Aufgabe A: Stimmen diese Aussagen mit dem Textauszug über Ungarn in der EU überein: (i) Zur Visegrád-Gruppe gehört neben Ungarn auch Österreich. (ii) Fidesz gehört zur EVP. (iii) Im „Schwarzbuch“ sind 106 mutmaßliche Korruptionsfälle aus den Jahren 2010 bis 2018 aufgelistet. Antworte jeweils mit Ja oder Nein und zitiere die ausschlaggebenden Worte des Textauszugs wörtlich.
Aufgabe B: Wie lässt sich der Absatz des Textauszugs, der mit „Europa kommt Orbán zupass“ beginnt, als knappe Stichpunktliste wiedergeben, ohne dass seine wesentlichen Fakten verloren gehen?

Textauszug:
☆ ☆ ☆ ☆ ☆

Von einem mittelgroßen EU-Mitglied mit politisch geringer Bedeutung ist Ungarn infolge des Flüchtlingsthemas zu einem der Zentren gegen den vermeintlichen "moralischen Imperialismus" von Deutschlands Kanzlerin Angela Merkel aufgestiegen.

Orbán hat erfolgreich neue Freundschaften geschlossen. Innerhalb der EU verstärkte er die Aktivität der Visegrád-Gruppe, zu der neben Ungarn auch Polen, Tschechien und die Slowakei gehören, mit dem Ziel, damit Einfluss auf Brüssel zu nehmen. Eine spezielle Beziehung entwickelte sich zu Polen, gegen das die EU wegen der rechtsstaatlichen Probleme ein Strafverfahren eingeleitet hat. Orbán unterstützt Warschau in diesem Konflikt. Die Regierungen beider Länder haben vereinbart, bei Entscheidungen der EU die Einstimmigkeit der Mitgliedstaaten erfordern - wie etwa das Artikel-7-Strafverfahren - nie gegeneinander zu stimmen.

Kein Rauswurf aus der EVP

Obwohl durch die Schließung der Balkanroute kaum noch Flüchtlinge nach Ungarn kommen und obwohl sie, falls sie kommen, nicht in Ungarn bleiben wollen, hat Orbán die angebliche Gefahr einer Migrantenlawine zu seinem Hauptwahlkampfthema erkoren. Als Strippenzieher sieht er neben der EU dabei den US-Milliardär George Soros. Ziel des aus Ungarn stammenden Holocaust-Überlebenden sei es, durch Massenzuwanderung von Muslimen die Völker Europas ihrer "christlichen und nationalen Identität" zu berauben, behauptet der Premier.

Oft ist Orbán von EU-Politikern kritisiert worden, vor allem wegen des Abbaus der Unabhängigkeit rechtsstaatlicher Institutionen und der Einschränkung der Pressefreiheit. Zu seinen Kritikern gehörten auch Politiker der EVP, des Dachverbands der Christdemokraten im EU-Parlament, zu dem auch Fidesz gehört. Auch dessen Hinauswurf aus der EVP wurde vereinzelt verlangt. Dass es nicht dazu kam, dürfte - ausgerechnet - am Einfluss der dominierenden deutschen Christdemokaten liegen, die es für taktisch günstiger halten, Fidesz durch Inklusion zu kontrollieren.

Europa kommt Orbán zupass, wenn es um EU-Fördermittel geht. Die Verwendung der mehr als 21 Milliarden Euro, die Ungarn im EU-Haushaltszeitraum 2014 bis 2020 bekomme, werde von keiner regierungsunabhängigen Instanz kontrolliert, kritisiert die NGO Transparency International. Sie hat zusammen mit dem Budapester Thinktank Civitas Medienberichte in einem 150 Seiten starken "Schwarzbuch" zusammengefasst. 106 mutmaßliche Korruptionsfälle aus den Jahren 2010 bis 2018 sind darin aufgelistet. Das Fazit: Korruption gab es immer, doch erst nach 2010 seien die Kontrollmechanismen abgebaut worden. Dadurch sei die Korruption keine bloße Funktionsstörung mehr, sondern systemimmanent.

☆ ☆ ☆ ☆ ☆

Erfasste Angaben:
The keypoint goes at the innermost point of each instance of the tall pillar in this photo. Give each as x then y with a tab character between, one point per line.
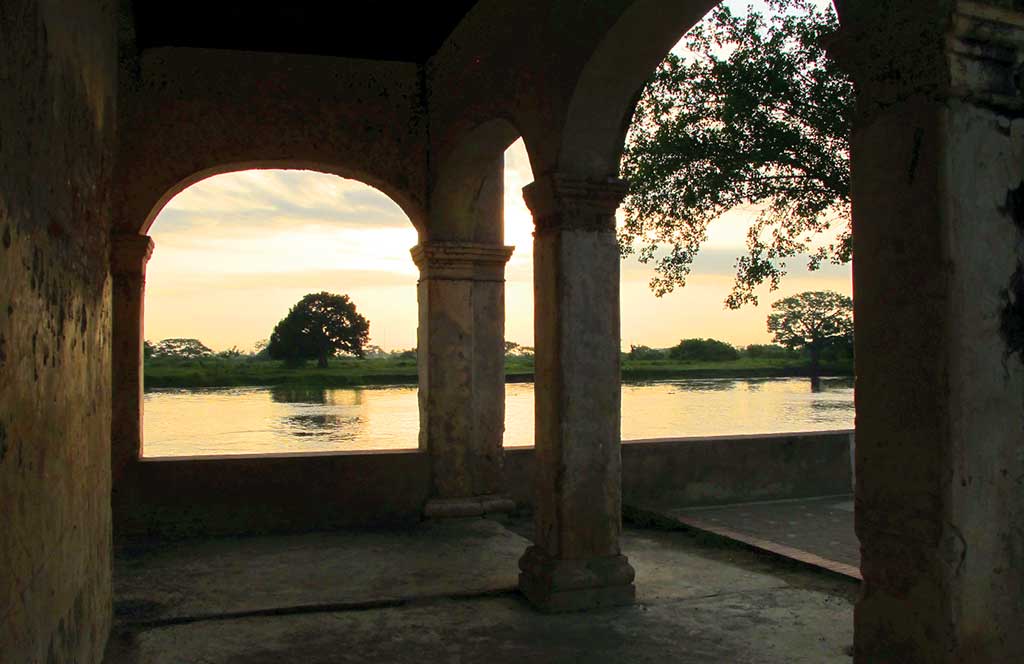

☆ ☆ ☆ ☆ ☆

Ergebnis A:
(i) Nein: „zu der neben Ungarn auch Polen, Tschechien und die Slowakei gehören“
(ii) Ja: „des Dachverbands der Christdemokraten im EU-Parlament, zu dem auch Fidesz gehört“
(iii) Ja: „106 mutmaßliche Korruptionsfälle aus den Jahren 2010 bis 2018 sind darin aufgelistet“

Ergebnis B:
- EU-Fördermittel kommen Orbán zupass.
- Ungarn erhält im EU-Haushaltszeitraum 2014 bis 2020 mehr als 21 Milliarden Euro.
- Laut Transparency International kontrolliert keine regierungsunabhängige Instanz die Verwendung dieser Mittel.
- Transparency International und der Budapester Thinktank Civitas haben Medienberichte in einem 150 Seiten starken „Schwarzbuch“ zusammengefasst.
- Darin sind 106 mutmaßliche Korruptionsfälle aus den Jahren 2010 bis 2018 aufgelistet.
- Fazit: Korruption gab es immer, doch erst nach 2010 seien die Kontrollmechanismen abgebaut worden.
- Dadurch sei Korruption keine bloße Funktionsstörung mehr, sondern systemimmanent.